§ **What to work on**
a) In the article on airline seat shortages, reproduce everything from "The shortage speaks" down to "R1bn in 2021/2022.", replacing "mayday mode" with "crisis mode".
b) Name every airline whose closure, according to the article on airline seat shortages, has grounded budget-conscious travelers.
c) Extend the article on airline seat shortages beyond its final sentence.

News this past week that we should brace for airline seat shortages in December is a death knell for the upcoming festive season.
Families hoping to enjoy a mini-break from Johannesburg to Cape Town during the third-term school holiday were disappointed last week when airline seats were as elusive as coal to fire our hobbled Eskom plants.
And Kirby Gordon, chief marketing officer at FlySafair, told Business Times the same demand is expected at the end of the year.
The shortage speaks to an aviation industry that is in mayday mode from the after-effects of Covid-19 restrictions, fuel delivery delays and sky-high price rises — prices are almost double what they were last year.
The closures of Comair/Kulula, Mango, SA Express and Air Namibia have grounded budget-conscious travellers.
Aviation expert Linden Birns told Business Times the Airports Company SA showed signs of recovery, having reduced its 2020 loss by more than half to R1bn in 2021/2022.
However, the operator’s “state-owned cousins were attributable for a large portion of its absent footfall and, therefore, its revenue shortfall”.
The downsizing of our country’s national carrier and glaring absence of its subsidiary and sister operator, which were throttled by captains of state capture, has also meant bumpy conditions for our fragile domestic tourism industry.
The hike in jet fuel — and refining capacity limitations in the country and the continent — means we have to dig deeper to pay for imported fuel and road or rail distribution costs to storage depots.

§ **Data below**
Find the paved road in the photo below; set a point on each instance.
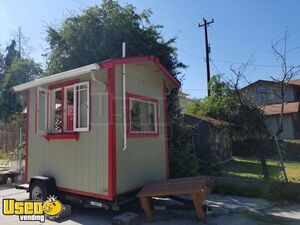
(225, 210)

§ **Answers below**
a)
The shortage speaks to an aviation industry that is in crisis mode from the after-effects of Covid-19 restrictions, fuel delivery delays and sky-high price rises — prices are almost double what they were last year.
The closures of Comair/Kulula, Mango, SA Express and Air Namibia have grounded budget-conscious travellers.
Aviation expert Linden Birns told Business Times the Airports Company SA showed signs of recovery, having reduced its 2020 loss by more than half to R1bn in 2021/2022.

b) Comair/Kulula, Mango, SA Express, Air Namibia

c)
An additional burden we had to bear, when civil unrest broke out in July 2021 and Mother Nature wreaked havoc on the logistics chain in April, drove costs higher.
This ultimately puts the short plane ride to the coast out of reach for the average family of four. The alternative is for them to travel by road, which spells disaster.
When transport minister Fikile Mbalula announced a horrific 14% increase in road deaths during the 2021/2022 festive season compared to 2020/2021, the Automobile Association (AA) cautioned the figure will increase unless real, effective amendments are made to road safety practices.
They predicted the toll of 1,685 victims of human error, speeding, drunk driving and unroadworthy vehicles will be overtaken unless there is urgent intervention that focuses on road safety education, more extensive traffic law enforcement and better prosecution of offenders.
According to the AA, we have already missed an international pledge to reduce road fatalities by half by 2030 as part of the worldwide 50BY30 Campaign we signed at the third Ministerial Conference on Road Safety in Stockholm, Sweden, in early 2020.
And judging by the increased freight operators hogging the lanes of our national highways and a substantial associated hike in truck crashes and fatalities this year, our pledge to provide safer roads is as stalled as Mr Fixit’s Administrative Adjudication of Road Traffic Offences Act (Aarto) and its driving licence points-demerit system.
A Pretoria high court ruling declared the act invalid and unconstitutional in January and found in favour of civil rights action group Outa, which challenged Aarto’s constitutional validity.
Outa and the AA have criticised Aarto for being geared to revenue collection instead of promoting road safety, with the AA saying it was a waste of taxpayers’ money which had done nothing to remedy SA's shocking road deaths rate.
At the time, Mbalula said he would challenge the ruling that put the brakes on the system, but meanwhile the festive season approaches with the prospect of even more traffic on our roads.
The good news is that airlines seem to be scrambling to meet demand and the possibility of competitive pricing to capture a fair amount of that market share is on the horizon.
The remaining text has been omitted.